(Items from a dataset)
================================
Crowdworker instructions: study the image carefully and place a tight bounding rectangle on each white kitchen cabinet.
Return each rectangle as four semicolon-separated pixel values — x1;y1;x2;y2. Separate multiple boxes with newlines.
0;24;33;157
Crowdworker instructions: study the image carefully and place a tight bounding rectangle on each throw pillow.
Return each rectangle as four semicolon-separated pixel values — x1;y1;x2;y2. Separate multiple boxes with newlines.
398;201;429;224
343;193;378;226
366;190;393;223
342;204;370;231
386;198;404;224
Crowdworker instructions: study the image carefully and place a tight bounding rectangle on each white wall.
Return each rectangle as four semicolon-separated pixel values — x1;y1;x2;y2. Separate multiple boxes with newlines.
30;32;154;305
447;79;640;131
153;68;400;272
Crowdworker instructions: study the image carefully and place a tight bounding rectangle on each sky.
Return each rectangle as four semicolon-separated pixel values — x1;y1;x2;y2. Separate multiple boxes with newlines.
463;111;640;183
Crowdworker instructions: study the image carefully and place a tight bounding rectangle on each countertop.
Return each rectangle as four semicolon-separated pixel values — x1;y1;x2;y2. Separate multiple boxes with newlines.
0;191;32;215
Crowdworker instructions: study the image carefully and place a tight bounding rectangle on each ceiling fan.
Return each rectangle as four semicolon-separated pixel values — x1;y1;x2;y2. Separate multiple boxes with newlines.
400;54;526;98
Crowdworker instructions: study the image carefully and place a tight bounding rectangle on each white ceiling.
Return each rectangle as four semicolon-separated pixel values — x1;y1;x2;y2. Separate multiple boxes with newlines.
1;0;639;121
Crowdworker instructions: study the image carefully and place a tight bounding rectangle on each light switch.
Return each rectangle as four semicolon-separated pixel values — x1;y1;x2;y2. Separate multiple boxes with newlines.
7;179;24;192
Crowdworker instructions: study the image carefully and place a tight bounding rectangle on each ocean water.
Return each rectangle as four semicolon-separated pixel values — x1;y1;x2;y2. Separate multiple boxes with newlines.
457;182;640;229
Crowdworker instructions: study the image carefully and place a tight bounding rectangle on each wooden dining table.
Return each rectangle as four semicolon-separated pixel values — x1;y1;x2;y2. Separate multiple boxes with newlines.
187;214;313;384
================================
## What to do
Reproduce all the records. Keep them exact, please.

## Result
Crowdworker instructions: study the image carefully and place a tight bounding rectangle on each white kitchen cabinet.
Return each rectangle as four semicolon-separated pixel values — x1;y1;x2;y2. Separate multiple boxes with newlines.
0;24;33;157
Crowdworker instructions: study the image carefully and place a tight bounding rectangle on each throw pillow.
Return each rectangle as four semicolon-separated pixel values — x1;y1;x2;y2. Separate multiple boxes with newlines.
398;201;429;224
343;193;378;226
366;190;393;223
342;204;370;231
386;198;404;224
Crowdworker instructions: study the image carefully and place a tight bounding rectangle on each white wall.
Return each rectangle as four semicolon-separated pixel values — x1;y1;x2;y2. Separate multiple boxes with newlines.
30;32;154;305
447;79;640;131
153;68;400;272
Crowdworker instructions: study the image carefully and place a tight bounding rectangle on each sky.
Return each rectangle as four semicolon-separated pixel values — x1;y1;x2;y2. Separate multiple boxes with newlines.
463;111;640;183
Crowdworker instructions: study the image carefully and place a tight bounding rectangle on each countertop.
Return each rectangle as four semicolon-separated pixel values — x1;y1;x2;y2. Separate multiple boxes with newlines.
0;191;32;215
Crowdworker instructions: study the image carefully and place a tight bounding rectangle on each ceiling fan.
Return each rectangle as four semicolon-separated pixel values — x1;y1;x2;y2. Separate multiple boxes with newlines.
400;54;526;98
Crowdworker instructions: study the image carefully and place a tight bounding rectangle on each white ceiling.
Return each rectangle as four semicolon-separated pixel values — x1;y1;x2;y2. Separate multiple boxes with newlines.
1;0;639;121
Crowdworker instructions: study the image carefully and place a tight bounding rectangle on each light switch.
Return each rectangle as four semicolon-separated pixel values — x1;y1;x2;y2. Separate multiple boxes with newlines.
7;179;24;192
Crowdworker instructions: study the image carefully and place a tight bounding rectangle on each ocean water.
Return each rectangle as four semicolon-separated pixel values — x1;y1;x2;y2. Separate multiple boxes with newlines.
457;182;640;229
Crowdworker instructions: study the image carefully and place a tight bounding rectangle on each wooden dining table.
Return each rectangle as four semicolon-separated pixel values — x1;y1;x2;y2. Separate multiple boxes with newlines.
187;214;313;384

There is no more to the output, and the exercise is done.